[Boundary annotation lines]
####
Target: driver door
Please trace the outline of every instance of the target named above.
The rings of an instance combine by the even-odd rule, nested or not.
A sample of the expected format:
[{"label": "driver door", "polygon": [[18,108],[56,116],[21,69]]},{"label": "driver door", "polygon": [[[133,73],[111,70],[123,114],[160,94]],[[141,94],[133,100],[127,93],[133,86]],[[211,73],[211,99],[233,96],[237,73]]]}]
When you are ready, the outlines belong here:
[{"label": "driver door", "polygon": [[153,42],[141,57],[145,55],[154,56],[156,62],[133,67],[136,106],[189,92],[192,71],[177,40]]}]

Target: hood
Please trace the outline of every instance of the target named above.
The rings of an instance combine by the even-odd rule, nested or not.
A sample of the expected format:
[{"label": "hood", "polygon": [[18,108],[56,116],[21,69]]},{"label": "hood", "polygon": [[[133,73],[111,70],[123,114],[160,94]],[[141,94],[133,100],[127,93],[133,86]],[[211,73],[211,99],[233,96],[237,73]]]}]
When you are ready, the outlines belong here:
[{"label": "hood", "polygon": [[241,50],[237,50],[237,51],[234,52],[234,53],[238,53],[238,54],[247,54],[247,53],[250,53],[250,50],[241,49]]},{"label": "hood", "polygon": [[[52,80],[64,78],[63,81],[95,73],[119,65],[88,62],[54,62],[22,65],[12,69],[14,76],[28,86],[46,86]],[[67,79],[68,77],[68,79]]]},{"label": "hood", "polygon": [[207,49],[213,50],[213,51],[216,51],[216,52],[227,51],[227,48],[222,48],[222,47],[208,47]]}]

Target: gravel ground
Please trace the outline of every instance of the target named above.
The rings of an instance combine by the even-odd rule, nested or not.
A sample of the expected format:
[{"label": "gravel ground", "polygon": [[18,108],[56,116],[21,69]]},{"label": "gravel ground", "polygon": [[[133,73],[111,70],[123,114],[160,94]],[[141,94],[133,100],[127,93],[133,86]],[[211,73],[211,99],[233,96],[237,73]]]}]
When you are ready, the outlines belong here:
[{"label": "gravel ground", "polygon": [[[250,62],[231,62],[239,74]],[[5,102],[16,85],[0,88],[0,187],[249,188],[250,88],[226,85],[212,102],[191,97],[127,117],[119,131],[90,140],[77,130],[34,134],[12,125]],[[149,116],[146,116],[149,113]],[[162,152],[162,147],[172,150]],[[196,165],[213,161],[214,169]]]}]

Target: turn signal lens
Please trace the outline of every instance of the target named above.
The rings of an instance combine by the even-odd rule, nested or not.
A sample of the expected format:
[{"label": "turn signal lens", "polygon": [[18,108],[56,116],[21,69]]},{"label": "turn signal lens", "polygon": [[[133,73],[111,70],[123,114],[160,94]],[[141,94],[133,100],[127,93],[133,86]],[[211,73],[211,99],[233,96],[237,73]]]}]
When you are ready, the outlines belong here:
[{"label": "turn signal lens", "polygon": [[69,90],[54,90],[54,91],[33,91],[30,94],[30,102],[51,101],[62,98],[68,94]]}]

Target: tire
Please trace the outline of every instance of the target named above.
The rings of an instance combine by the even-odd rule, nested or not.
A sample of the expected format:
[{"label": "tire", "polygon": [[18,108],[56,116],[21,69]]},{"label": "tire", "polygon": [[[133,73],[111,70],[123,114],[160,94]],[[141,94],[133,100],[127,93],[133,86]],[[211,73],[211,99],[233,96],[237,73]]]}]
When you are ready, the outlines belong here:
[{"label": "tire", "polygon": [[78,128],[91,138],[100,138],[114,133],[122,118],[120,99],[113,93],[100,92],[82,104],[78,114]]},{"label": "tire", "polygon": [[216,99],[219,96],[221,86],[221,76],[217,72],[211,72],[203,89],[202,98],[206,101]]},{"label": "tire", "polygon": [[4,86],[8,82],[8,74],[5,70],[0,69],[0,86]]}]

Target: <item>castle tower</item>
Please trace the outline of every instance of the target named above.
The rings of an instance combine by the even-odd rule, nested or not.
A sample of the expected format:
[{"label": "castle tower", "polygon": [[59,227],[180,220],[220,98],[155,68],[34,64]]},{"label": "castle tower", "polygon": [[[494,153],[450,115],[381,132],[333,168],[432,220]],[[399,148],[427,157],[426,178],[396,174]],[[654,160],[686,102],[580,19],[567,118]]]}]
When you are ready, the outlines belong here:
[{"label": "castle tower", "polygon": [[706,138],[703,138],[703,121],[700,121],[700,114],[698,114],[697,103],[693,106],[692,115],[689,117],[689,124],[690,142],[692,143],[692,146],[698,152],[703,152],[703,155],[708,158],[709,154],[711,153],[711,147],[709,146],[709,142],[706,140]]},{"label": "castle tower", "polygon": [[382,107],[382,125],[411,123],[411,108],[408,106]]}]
####
*GIVEN EXERCISE*. Copy out every line between the one holding "Target: tire" and the last line, inclusive, leaving them unchanged except that each polygon coordinate in the outlines is shifted up by 111.

*REPLY TO THE TASK*.
Target: tire
Please trace the outline of every instance of the target named above.
The rings of an instance combine by the even-odd rule, nested or not.
A sample of the expected format:
[{"label": "tire", "polygon": [[18,108],[56,116],[21,69]]},{"label": "tire", "polygon": [[[133,73],[111,70],[123,114],[160,94]],[[141,94],[133,100],[127,93],[133,86]],[[211,73],[211,99],[233,96],[237,73]]]}]
When you are ready, the outlines belong here:
[{"label": "tire", "polygon": [[189,239],[202,249],[211,249],[225,244],[233,229],[231,210],[224,204],[211,203],[193,215],[189,225]]},{"label": "tire", "polygon": [[327,210],[330,207],[332,197],[332,187],[328,183],[322,183],[314,200],[313,209],[317,212]]},{"label": "tire", "polygon": [[115,197],[119,193],[119,185],[116,181],[111,180],[111,197]]}]

Target: <item>castle tower</item>
Please trace the outline of every instance of the target named above.
The rings of an instance combine by the even-odd rule, nested or not.
A sample of the expected format:
[{"label": "castle tower", "polygon": [[59,227],[180,220],[220,98],[155,68],[34,64]]},{"label": "castle tower", "polygon": [[[494,153],[450,115],[381,132],[333,168],[432,220]],[[399,148],[427,157],[426,178],[396,174]],[[654,160],[686,102],[580,19],[567,118]]]}]
When you are ready, the outlines belong here:
[{"label": "castle tower", "polygon": [[817,249],[814,249],[814,232],[811,232],[811,225],[809,225],[808,214],[804,217],[803,226],[800,228],[800,235],[801,253],[803,254],[803,257],[809,263],[814,263],[814,266],[819,269],[820,265],[822,264],[822,258],[820,257],[820,253],[817,251]]},{"label": "castle tower", "polygon": [[493,218],[493,236],[522,234],[522,219],[519,217]]}]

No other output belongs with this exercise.